Exercise text:

I once heard someone say that having children closely spaced together was just like having twins. I have children spaced closely together–all of my kids are about two years apart. I have twins. I can assure you beyond a shadow of a doubt that the challenges are definitely not the same. That’s not to say though, that having children spaced closely together is easy. But once you make it past the first few months, it does get easier. Here are a few tips to make it past those early days!
#1. Plan ahead and cook a little extra the six weeks before you give birth. Take the extra food and put it containers to freeze so you have frozen meals for the first several weeks after you give birth.
#2. When friends ask how they can help, suggest that they do something with your older child. Your older child(ren) are likely to feel a little left out and having someone spend ‘special’ time just with them can go a long ways towards easing the transition.
#3. Institute 30/30 time from the very beginning of your pregnancy. One of the best pieces of advice that someone gave me once was to take a nap every day after lunch. Insist that your older child, even if he has outgrown a nap, lay down and do something quiet for at least thirty minutes at the same time every day.
#4. Put together a cuddle time bag. Before you give birth consider putting together a bag with books, coloring pages, or whatever your child might like to use while you’re nursing or feeding the baby. You will spend a substantial amount of your time feeding your new baby but with a little planning you can use that time to read to your older child, do a sticker book or similar quiet activity.
#5. Reward good behavior. You should expect that your child will act out when the new baby arrives. They cannot communicate feelings and may not fully understand what’s going on. It is confusing and for some children a very scary time. It is very important to help ease the transition by giving lots and lots of praise for even the smallest things. This lets your older child know that you notice him–he’s not forgotten.
#6. But discipline bad behavior. I know that sounds like common sense. Who wouldn’t discipline bad behavior? However, when you see your older child do something shocking, it is easy to recognize the symptoms of jealousy and the struggles of adjusting to a new sibling. Believe it or not, your older child will benefit from consistency and knowing that the rules are the same.

Extracted records:
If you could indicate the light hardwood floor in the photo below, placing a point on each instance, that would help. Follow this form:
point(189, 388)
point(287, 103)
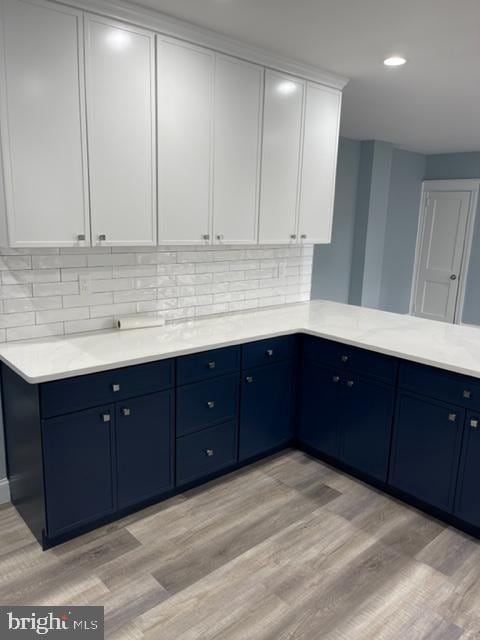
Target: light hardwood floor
point(286, 549)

Activity A:
Please answer these from the article on closely spaced children, one answer per line:
(i) How many weeks before giving birth does it suggest cooking a little extra?
(ii) For at least how many minutes should the older child lie down and do something quiet each day?
(iii) About how far apart in age are all of the writer's kids?
Activity B:
Pull out the passage of the article on closely spaced children from "#4. Put together" to "him–he’s not forgotten.", copying its wording without any change.
You won't need the listing for any of this.

Answer section A:
(i) Six weeks
(ii) Thirty minutes
(iii) About two years

Answer section B:
#4. Put together a cuddle time bag. Before you give birth consider putting together a bag with books, coloring pages, or whatever your child might like to use while you’re nursing or feeding the baby. You will spend a substantial amount of your time feeding your new baby but with a little planning you can use that time to read to your older child, do a sticker book or similar quiet activity.
#5. Reward good behavior. You should expect that your child will act out when the new baby arrives. They cannot communicate feelings and may not fully understand what’s going on. It is confusing and for some children a very scary time. It is very important to help ease the transition by giving lots and lots of praise for even the smallest things. This lets your older child know that you notice him–he’s not forgotten.